** Exercise text **
=======

Clearly our current spirit of neopatriotism cannot vanquish the old bogyman of racism in America. In fact, it seems that the swelling nationalism is shaping up to be a kind of mask for what many of us know is still a deep-rooted problem in America–the marginalization of poor people and people of color. In the months since the September 11 attacks, for the most part Americans have supported the government's military efforts to hunt down and eradicate those believed to be responsible. But following the recent deaths of two black postal workers who apparently inhaled anthrax while working in mail centers in the Washington, DC, area, it's hard to ignore the possibility that it didn't occur to some government officials that these workers' lives were worth protecting. Tom Ridge, Secretary of Homeland Security, and Tommy Thompson, Secretary of Health and Human Services, obviously didn't sit around and hatch a scheme to put postal workers in danger. Yet the way the October anthrax scare played out–or rather the government's response to it–makes it clear that high-level officials failed to protect the well-being of thousands of government workers, who are mostly black. This failure sprang, in all likelihood, from a cultural-awareness shortcoming closely tied to the new face of racism in America–what I call the "can't we all just get along and live in a colorblind society" brand of early-twenty-first-century racial denial.

For once, this shortcoming did not go completely unnoticed. But the media's performance has been bittersweet. On one hand, the press was quick to cover the immense contradictions in the government's response to anthrax outbreaks–i.e., the fact that workers on Capitol Hill were immediately evacuated, tested for anthrax and given weekslong supplies of Cipro, while postal workers weren't told of the high level of risk they operated under, weren't tested once the anthrax was found in their midst and were given only short-term doses of the drug. But most stories stopped short of pinpointing the full implications of this official oversight and failed to interview local activists or politicians who might have called it for what it was. But the earliest stories did let the postal workers' anger speak for itself.

One of the more telling quotes in this regard came in an October 25 New York Times story: "So far I don't see any baseball caps for postal workers like everyone's wearing for the firemen and police lost in New York," said Patricia Johnson, a veteran mail carrier and union president for workers in the facility where the two dead workers are believed to have contracted pulmonary anthrax. "No one's starting a fund for the families of the two postal workers," Johnson noted.

Also uncovered was the possibility that the government's slow response in protecting and treating the postal workers is feeding into longstanding fears held by many blacks about the government's healthcare services. The Tuskegee syphilis experiment, in which hundreds of black men were denied treatment for sexually transmitted diseases so the government could study the progress of the illness, is one of the better-known cases in which the medical establishment authorized or tacitly approved the abuse or neglect of blacks. The sad truth is that millions of African-Americans remain skeptical about government health programs and even private healthcare systems. I found the concerns of one DC postal worker especially poignant: "I feel like I'm an experiment," 27-year-old Darryl Jones told the Times.

In that same story, reporter Katharine Seelye described the anger, fear and frustration of hundreds of postal workers who showed up at DC General Hospital to receive doses of Cipro. "Workers were most baffled about why the government was handing out Cipro without determining whether anyone had symptoms, since the White House has said it would be counterproductive for people to take antibiotics if they have had no contact with anthrax…. No officials addressed the workers [gathered] outside the hospital." Yet, when Postmaster General John "Jack" Potter held a press conference, after announcing that the two workers had died of anthrax, his big plea was for calm. "This is not a situation where America should be pointing fingers at anyone else other than the terrorists," the postmaster said in an October 23 Washington Post story. His comments were a clear effort to diffuse black postal workers' complaints that they had been shafted. But for me, Potter's comments simply raised new fears that all the psychic energy we are expending on this war effort, and all the material sacrifices we are being called upon to make, will be particularly burdensome for a people who for centuries have given their all with little help or return from our government.

=======

** Provided information **
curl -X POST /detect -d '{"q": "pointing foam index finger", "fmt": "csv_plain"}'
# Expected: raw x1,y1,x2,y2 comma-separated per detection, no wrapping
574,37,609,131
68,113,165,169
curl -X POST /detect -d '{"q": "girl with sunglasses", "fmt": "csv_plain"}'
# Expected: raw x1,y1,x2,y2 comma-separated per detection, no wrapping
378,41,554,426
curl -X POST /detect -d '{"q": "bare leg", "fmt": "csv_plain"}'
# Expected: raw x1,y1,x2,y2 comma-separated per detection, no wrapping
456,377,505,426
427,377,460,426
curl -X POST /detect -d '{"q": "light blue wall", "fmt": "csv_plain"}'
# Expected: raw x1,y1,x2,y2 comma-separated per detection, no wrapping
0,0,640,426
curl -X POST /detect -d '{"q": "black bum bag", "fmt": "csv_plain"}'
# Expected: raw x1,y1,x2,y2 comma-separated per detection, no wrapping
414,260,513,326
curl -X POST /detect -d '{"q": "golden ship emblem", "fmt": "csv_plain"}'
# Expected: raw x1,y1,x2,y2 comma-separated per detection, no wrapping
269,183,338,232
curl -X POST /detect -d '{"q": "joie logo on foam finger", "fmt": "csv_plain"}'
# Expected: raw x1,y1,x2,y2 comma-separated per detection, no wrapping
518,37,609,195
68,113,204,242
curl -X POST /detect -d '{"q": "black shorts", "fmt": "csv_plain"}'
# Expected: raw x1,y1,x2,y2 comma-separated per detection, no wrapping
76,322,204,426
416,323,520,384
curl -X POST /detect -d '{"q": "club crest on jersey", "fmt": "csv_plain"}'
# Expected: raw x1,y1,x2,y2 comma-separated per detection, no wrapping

=======

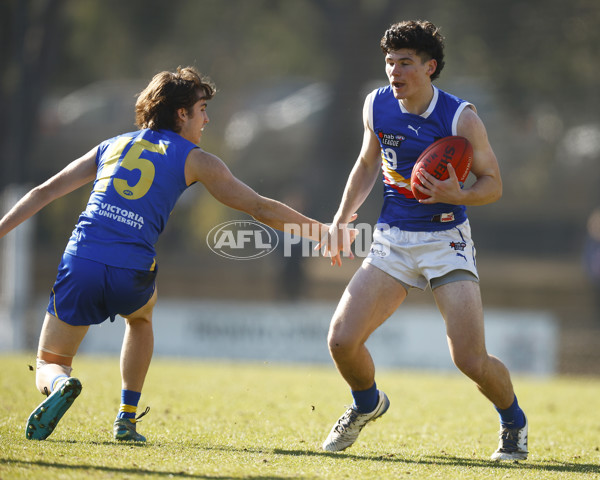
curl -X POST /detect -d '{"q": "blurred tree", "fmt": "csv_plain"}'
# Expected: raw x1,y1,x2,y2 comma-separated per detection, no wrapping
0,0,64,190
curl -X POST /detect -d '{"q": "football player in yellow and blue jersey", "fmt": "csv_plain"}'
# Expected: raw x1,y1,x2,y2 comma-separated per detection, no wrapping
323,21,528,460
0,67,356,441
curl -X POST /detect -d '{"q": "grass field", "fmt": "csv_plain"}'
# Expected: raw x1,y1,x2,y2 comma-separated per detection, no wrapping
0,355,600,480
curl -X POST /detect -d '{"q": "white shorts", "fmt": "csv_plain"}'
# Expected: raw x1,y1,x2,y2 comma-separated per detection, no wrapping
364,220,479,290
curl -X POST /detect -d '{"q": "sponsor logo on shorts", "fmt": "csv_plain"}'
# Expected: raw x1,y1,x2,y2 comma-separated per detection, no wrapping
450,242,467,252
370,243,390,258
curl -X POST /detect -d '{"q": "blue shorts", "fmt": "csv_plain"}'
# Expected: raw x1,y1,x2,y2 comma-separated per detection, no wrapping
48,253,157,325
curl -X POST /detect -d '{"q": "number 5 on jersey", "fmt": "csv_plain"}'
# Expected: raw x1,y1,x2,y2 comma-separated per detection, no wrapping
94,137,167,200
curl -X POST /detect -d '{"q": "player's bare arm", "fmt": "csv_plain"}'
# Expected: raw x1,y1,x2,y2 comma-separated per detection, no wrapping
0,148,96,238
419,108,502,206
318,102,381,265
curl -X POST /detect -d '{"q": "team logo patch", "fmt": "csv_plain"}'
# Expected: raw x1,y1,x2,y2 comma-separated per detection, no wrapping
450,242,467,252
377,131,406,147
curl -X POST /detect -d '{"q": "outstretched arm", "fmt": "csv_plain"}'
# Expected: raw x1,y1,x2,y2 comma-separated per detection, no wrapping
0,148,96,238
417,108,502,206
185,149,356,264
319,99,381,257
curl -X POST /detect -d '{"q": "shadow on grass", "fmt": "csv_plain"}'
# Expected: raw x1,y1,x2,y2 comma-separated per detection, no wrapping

=======

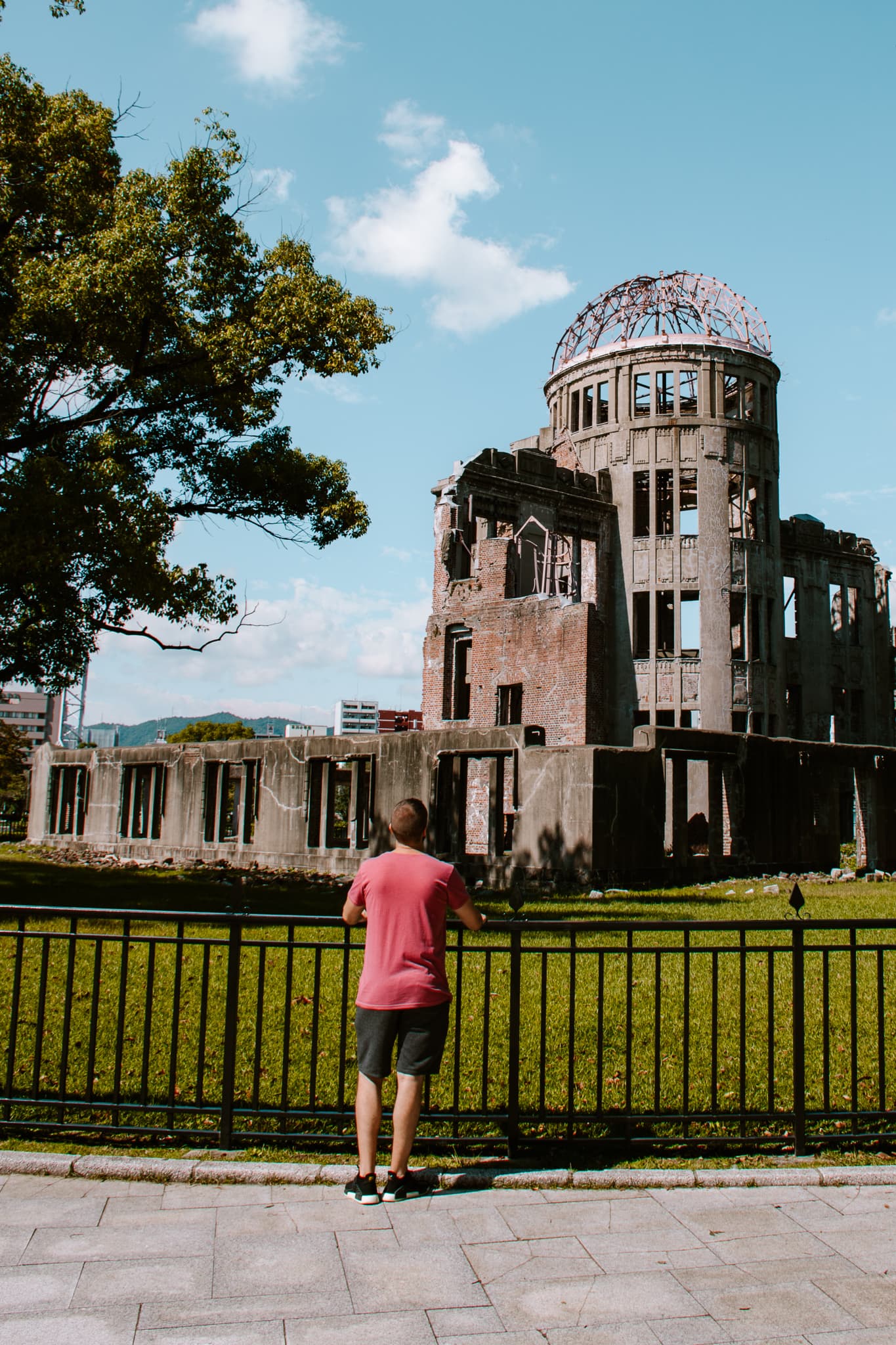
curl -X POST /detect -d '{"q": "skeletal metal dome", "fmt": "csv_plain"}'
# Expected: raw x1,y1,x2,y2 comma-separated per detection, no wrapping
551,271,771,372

=======

** Problem to solve **
Copy out the part of the essay on the government's anthrax response to postal workers that begins at "For once, this" and stops after "speak for itself.".

** Solution to this exercise **
For once, this shortcoming did not go completely unnoticed. But the media's performance has been bittersweet. On one hand, the press was quick to cover the immense contradictions in the government's response to anthrax outbreaks–i.e., the fact that workers on Capitol Hill were immediately evacuated, tested for anthrax and given weekslong supplies of Cipro, while postal workers weren't told of the high level of risk they operated under, weren't tested once the anthrax was found in their midst and were given only short-term doses of the drug. But most stories stopped short of pinpointing the full implications of this official oversight and failed to interview local activists or politicians who might have called it for what it was. But the earliest stories did let the postal workers' anger speak for itself.